PROVIDED PASSAGE>
## Start
It was a custom among the Sioux to celebrate a son’s achievement with a feast and the giving away of presents. When a boy killed his first buffalo his father might ask the crier to call out the news throughout the camp, then feed those who came to hear about the feat and perhaps give a horse, or even several horses, to people in need. After the fight with the Arapahos, in which His Horse in Sight twice charged the enemy hiding among the rocks, the father gave the son his own name, Crazy Horse. For the next two decades the father was known by an old nickname, Worm, for which the Lakota word is Waglula.8
The meaning of Crazy Horse’s name requires some explanation. In Lakota it is Tasunka Witko, and a literal translation would read “His Horse Is Crazy.” Tasunka is the word the Lakota coined for horse sometime in the early 1700s, a combination of sunka (dog) and tatanka (big). The word witko is as rich with meaning as the English word “swoon.” It might be variously translated as “head in a whirl,” delirious, thinking in all directions at once, possessed by a vision, in a trance. In the sign language of the plains witkowas indicated by rotating the hand in a circular motion, but the word’s meaning was far from simply “crazy” in the sense of the vernacular English. The meaning of the name Tasunka Witko would be something like this: his horse is imbued with a sacred power drawn from formidable spiritual sources, and specifically from the thunder beings who roil the sky in storms. The operative word is power in the classic Lakota sense—imbued with force and significance. In short, the name of Crazy Horse implied that the bearer was a person of great promise and consequence, and soon his name and his feats were the talk of the plains. Honors followed.
## End
SET EXERCISE> Please pick up the passage on Crazy Horse's name after its final sentence and carry it forward.

(Records)
## Start
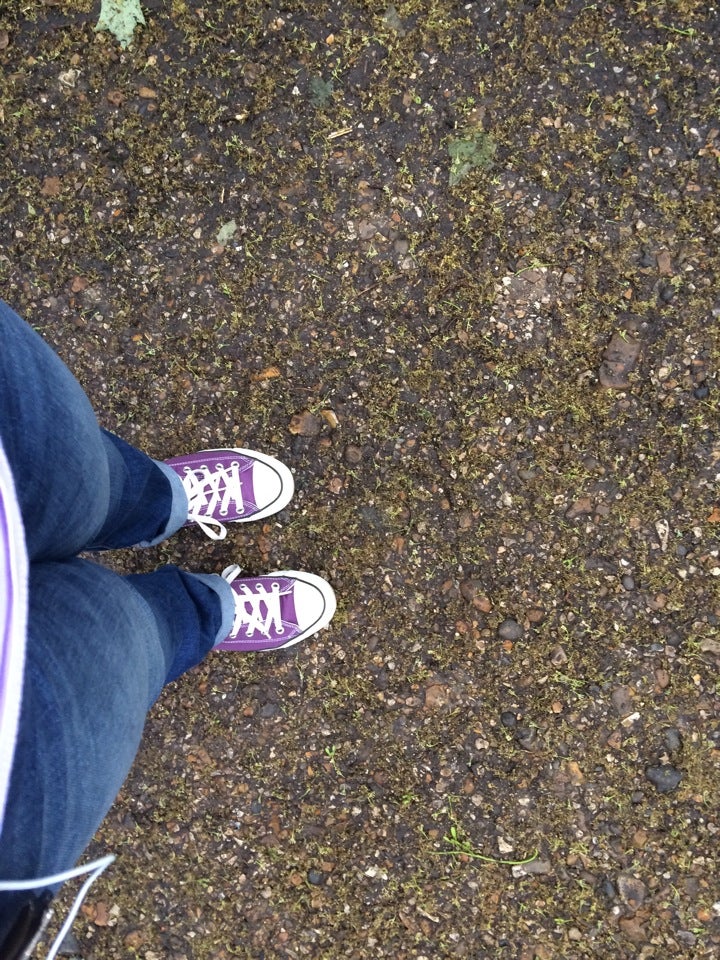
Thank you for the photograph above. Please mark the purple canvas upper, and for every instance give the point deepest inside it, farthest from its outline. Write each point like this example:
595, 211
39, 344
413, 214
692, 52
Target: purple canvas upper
232, 495
13, 622
266, 614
## End
ANSWER FOR THIS EXERCISE>
In the late 1860s Crazy Horse and He Dog led a war party west of the Big Horn Mountains to raid the Crow or Shoshone Indians, traditional enemies of the Oglala. On their return to the village they were met by a large group who had come out to greet them, singing praise songs and inviting them back for a feast and the bestowal of an important gift. “The whole tribe,” He Dog said, honored the two warriors with a gift of lances decorated with feathers and fur. These were not weapons but emblems of membership in the Kangi Yuha—the Crow Owners society, named after the dried crow skins attached near the base of the spears. “These spears were each three or four hundred years old,” said He Dog, “and were given by the older generation to those in the younger generation who had best lived the life of a warrior.”9
The lances brought honor and a stern duty. Members of the Kangi Yuha accepted a “no-flight” obligation: in battle they must plant the lance in the ground and stand fast until death or a friend released them.
The ten decoys on December 21, 1866, were men honored for their exploits in war. All were respected and widely known, all were committed to driving the white soldiers back down the Bozeman Road. But the man controlling events, the man who came closest to having the power to command, was Red Cloud, who was nearing fifty years of age and had dominated the northern Oglala for twenty-five years. Whites would call the war over the Bozeman Road “Red Cloud’s War”; he was the man more than any other who determined when it began, and when it would end. His influence was unmatched during Crazy Horse’s life. His hand was often evident in the unfolding of events. He would be standing only a few feet away when Crazy Horse was killed.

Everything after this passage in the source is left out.